▶ _Stated task_:
Write the next part of the blog post that complains about scattered Ruby code and undocumented methods, picking up after its last sentence.

▶ _Document excerpt_:
What we say

A Message to Ruby Programmers Sat, Jul 26 at 01:37 AM

Ok, there is one thing that I absolutely HATE about Ruby -- Code can end up everywhere!  Yes, this is a wonderful and very powerful piece of functionality in Ruby: you can modify anything and everything to fit your needs.  However, if you aren't careful, you end up with completely unreadable code.

This is one reason I like Java, if I want to know about some detail that isn't in the API (we'll get to that Ruby issue in a second), I know exactly where that method is going to be.  This is something that I do allot.  I like to know exactly what my code is doing.  For many reasons, I just don't trust other developer unless I know them really well.

About Ruby APIs (Note, I'm not talking just about THE Ruby API, but APIs for Ruby in general): DOCUMENT EVERY METHOD -- I don't care if it's a private method or a one liner that simply makes your life easier -- document it!!  Why?  Because I may want to know what it does, and if it's not in your API, I've got to go find it, and that's a pain in Ruby.

▶ _Extracted material_:

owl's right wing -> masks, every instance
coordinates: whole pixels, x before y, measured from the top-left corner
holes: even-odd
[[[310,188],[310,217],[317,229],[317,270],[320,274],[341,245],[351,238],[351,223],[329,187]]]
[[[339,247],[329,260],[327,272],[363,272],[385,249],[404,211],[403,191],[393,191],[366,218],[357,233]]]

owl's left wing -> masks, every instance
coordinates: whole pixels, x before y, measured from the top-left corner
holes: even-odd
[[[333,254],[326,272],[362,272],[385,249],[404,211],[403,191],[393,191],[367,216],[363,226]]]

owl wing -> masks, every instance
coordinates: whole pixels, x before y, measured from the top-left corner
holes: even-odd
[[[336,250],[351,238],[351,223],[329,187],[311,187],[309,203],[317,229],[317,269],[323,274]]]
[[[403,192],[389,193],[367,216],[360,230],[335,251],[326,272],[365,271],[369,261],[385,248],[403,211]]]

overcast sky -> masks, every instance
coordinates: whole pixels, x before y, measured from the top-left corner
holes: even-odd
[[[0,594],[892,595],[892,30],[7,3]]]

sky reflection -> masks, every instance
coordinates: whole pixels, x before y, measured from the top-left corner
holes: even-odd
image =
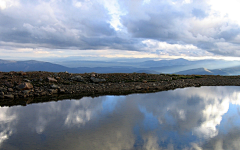
[[[0,108],[2,149],[238,149],[240,87]]]

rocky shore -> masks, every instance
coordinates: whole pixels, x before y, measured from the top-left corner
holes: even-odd
[[[25,105],[76,96],[148,93],[184,87],[239,86],[240,76],[145,73],[0,72],[0,105]]]

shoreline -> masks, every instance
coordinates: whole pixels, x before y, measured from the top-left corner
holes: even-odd
[[[74,97],[153,93],[200,86],[240,86],[240,76],[0,72],[0,105],[27,105]]]

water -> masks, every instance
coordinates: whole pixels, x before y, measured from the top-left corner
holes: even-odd
[[[1,149],[240,149],[240,87],[0,108]]]

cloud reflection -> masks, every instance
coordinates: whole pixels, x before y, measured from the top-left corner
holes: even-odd
[[[0,142],[22,149],[30,149],[26,141],[40,149],[237,149],[239,95],[239,87],[201,87],[1,108]]]

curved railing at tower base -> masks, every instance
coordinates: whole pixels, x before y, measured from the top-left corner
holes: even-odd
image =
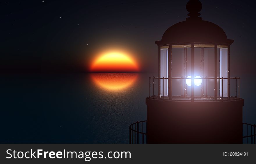
[[[246,134],[243,136],[243,143],[256,143],[256,125],[243,123],[243,134]],[[147,120],[133,123],[129,130],[130,143],[147,143]]]

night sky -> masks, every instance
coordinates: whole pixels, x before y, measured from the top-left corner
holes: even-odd
[[[96,52],[118,48],[134,52],[141,72],[156,72],[154,42],[188,17],[187,1],[2,2],[1,72],[86,72]],[[201,1],[200,17],[235,40],[231,75],[254,73],[254,1]]]

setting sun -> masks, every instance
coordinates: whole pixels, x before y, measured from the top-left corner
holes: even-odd
[[[104,53],[97,58],[91,66],[94,72],[136,72],[137,64],[129,55],[121,52]]]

▶ _Result of the exercise_:
So, here are 2 Ruby Best Practices that some Ruby developer forget:

  1. Use good file naming conventions and separate code into multiple files.  One module, one class per file.  If you class is named AClass, your file should be named a_class.rb.  If you have AClass inside module AModule, a_class.rb should be inside the directory a_module.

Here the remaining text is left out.